## DOCUMENT TEXT
● ● ●

Review
White noise
Random walks
Autoregressive (AR) models
Moving average (MA) models
Autoregressive moving average (ARMA) models
Using ACF & PACF for model ID
4 April 2023
Review
White noise
Random walks
Autoregressive (AR) models
Moving average (MA) models
Autoregressive moving average (ARMA) models
Using ACF & PACF for model ID
You can find the R code for these lecture notes and other related exercises here.
A time series \(\{w_t\}\) is discrete white noise if its values are
independent
identically distributed with a mean of zero
The distributional form for \(\{w_t\}\) is flexible
We often assume so-called Gaussian white noise, whereby
\[ w_t \sim \text{N}(0,\sigma^2) \]
and the following apply as well
autocovariance: \(\gamma_k = \begin{cases} \sigma^2 & \text{if } k = 0 \\ 0 & \text{if } k \geq 1 \end{cases}\)
autocorrelation: \(\rho_k = \begin{cases} 1 & \text{if } k = 0 \\ 0 & \text{if } k \geq 1 \end{cases}\)
A time series \(\{x_t\}\) is a random walk if
\(x_t = x_{t-1} + w_t\)

● ● ●

## TASKS TO PERFORM
A – List the topics given under the first "Review" heading in the time-series lecture notes.
B – Carry on the time-series lecture notes from their last line.
The listing that comes next is taken from a separate source.

## DATA ROWS
● ● ●

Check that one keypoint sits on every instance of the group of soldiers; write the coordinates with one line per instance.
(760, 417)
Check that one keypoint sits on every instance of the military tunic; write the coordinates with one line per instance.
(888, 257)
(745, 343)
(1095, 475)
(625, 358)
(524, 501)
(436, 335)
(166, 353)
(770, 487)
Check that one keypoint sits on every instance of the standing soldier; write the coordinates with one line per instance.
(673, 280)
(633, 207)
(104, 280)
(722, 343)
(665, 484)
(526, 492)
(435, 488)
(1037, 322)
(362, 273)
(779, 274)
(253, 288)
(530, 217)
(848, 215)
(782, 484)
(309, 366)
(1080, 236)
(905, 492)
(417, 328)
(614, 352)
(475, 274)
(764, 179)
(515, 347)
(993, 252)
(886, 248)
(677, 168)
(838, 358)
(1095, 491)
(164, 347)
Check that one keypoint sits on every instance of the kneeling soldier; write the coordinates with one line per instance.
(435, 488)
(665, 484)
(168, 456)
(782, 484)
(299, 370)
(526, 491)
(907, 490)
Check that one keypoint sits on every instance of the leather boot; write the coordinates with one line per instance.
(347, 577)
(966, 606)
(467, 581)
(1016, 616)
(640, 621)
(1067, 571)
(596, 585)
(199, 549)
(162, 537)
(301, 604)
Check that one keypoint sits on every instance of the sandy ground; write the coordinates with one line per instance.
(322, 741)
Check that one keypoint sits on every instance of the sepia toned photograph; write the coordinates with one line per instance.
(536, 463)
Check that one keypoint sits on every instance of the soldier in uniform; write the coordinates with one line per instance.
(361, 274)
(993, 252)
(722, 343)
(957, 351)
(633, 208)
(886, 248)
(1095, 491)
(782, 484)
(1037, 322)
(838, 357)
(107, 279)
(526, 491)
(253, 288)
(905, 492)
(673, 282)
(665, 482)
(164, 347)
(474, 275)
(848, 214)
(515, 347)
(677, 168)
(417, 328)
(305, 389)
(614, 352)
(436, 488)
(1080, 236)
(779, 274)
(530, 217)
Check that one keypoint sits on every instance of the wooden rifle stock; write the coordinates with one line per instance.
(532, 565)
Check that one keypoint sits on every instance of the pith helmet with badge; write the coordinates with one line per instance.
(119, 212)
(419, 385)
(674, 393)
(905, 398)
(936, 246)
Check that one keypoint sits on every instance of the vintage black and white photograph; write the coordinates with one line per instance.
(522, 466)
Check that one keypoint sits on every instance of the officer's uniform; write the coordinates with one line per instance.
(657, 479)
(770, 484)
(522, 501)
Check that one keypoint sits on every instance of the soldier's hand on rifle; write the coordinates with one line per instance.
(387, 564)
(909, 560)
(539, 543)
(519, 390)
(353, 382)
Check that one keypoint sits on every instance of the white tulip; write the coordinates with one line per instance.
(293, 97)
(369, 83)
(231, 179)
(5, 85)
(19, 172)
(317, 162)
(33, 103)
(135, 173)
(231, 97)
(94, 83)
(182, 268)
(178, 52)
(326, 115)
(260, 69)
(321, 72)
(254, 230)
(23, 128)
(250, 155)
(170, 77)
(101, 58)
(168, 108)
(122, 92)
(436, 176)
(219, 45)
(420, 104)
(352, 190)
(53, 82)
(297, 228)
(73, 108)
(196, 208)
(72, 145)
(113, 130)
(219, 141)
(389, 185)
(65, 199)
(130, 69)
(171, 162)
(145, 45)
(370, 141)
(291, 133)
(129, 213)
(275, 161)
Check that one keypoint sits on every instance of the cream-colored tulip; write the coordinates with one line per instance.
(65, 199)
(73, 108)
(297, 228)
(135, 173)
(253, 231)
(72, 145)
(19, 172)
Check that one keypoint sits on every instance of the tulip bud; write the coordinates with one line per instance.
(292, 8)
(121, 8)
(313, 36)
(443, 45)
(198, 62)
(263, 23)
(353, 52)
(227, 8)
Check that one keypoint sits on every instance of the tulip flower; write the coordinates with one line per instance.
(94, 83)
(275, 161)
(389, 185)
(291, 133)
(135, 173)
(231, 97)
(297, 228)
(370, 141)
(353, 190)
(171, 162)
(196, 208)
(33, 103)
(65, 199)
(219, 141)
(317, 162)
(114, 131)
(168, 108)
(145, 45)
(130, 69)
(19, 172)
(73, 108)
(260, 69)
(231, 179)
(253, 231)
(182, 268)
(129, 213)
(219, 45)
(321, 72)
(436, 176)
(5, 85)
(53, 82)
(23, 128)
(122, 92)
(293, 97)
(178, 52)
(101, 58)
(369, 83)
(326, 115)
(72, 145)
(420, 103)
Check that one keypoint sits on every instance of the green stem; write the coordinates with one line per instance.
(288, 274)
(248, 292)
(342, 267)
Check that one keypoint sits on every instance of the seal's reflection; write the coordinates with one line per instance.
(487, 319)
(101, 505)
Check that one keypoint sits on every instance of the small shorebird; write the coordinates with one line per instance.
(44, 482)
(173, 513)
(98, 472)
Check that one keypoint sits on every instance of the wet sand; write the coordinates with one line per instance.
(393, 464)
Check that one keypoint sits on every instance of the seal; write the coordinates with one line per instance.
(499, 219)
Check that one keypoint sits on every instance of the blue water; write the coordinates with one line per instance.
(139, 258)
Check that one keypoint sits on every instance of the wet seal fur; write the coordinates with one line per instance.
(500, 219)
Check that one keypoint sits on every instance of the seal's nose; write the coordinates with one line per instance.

● ● ●

## RESULTS FOR EACH TASK
A –
White noise
Random walks
Autoregressive (AR) models
Moving average (MA) models
Autoregressive moving average (ARMA) models
Using ACF & PACF for model ID

B –
\(w_t\) is white noise
Of note: Random walks are extremely flexible models and can be fit to many kinds of time series
A biased random walk (or random walk with drift) is written as
\[ x_t = x_{t-1} + u + w_t \]
where \(u\) is the bias (drift) per time step and \(w_t\) is white noise
First-differencing a biased random walk yields a constant mean (level) \(u\) plus white noise
\[ \begin{align} x_t &= x_{t-1} + u + w_t \\ &\Downarrow \\ \nabla (x_t &= x_{t-1} + u + w_t) \\ x_t - x_{t-1} &= x_{t-1} + u + w_t - x_{t-1} \\ x_t - x_{t-1} &= u + w_t \end{align} \]
We saw last week that linear filters are a useful way of modeling time series
Here we extend those ideas to a general class of models call autoregressive moving average (ARMA) models
Autoregressive models are widely used in ecology to treat a current state of nature as a function its past state(s)
An autoregressive model of order p, or AR(p), is defined as
\[ x_t = \phi_1 x_{t-1} + \phi_2 x_{t-2} + \dots + \phi_p x_{t-p} + w_t \]
where we assume
\(w_t\) is white noise
\(\phi_p \neq 0\) for an order-p process
AR(1)
\(x_t = 0.5 x_{t-1} + w_t\)
AR(1) with \(\phi_1 = 1\) (random walk)
\(x_t = x_{t-1} + w_t\)
AR(2)
\(x_t = -0.2 x_{t-1} + 0.4 x_{t-2} + w_t\)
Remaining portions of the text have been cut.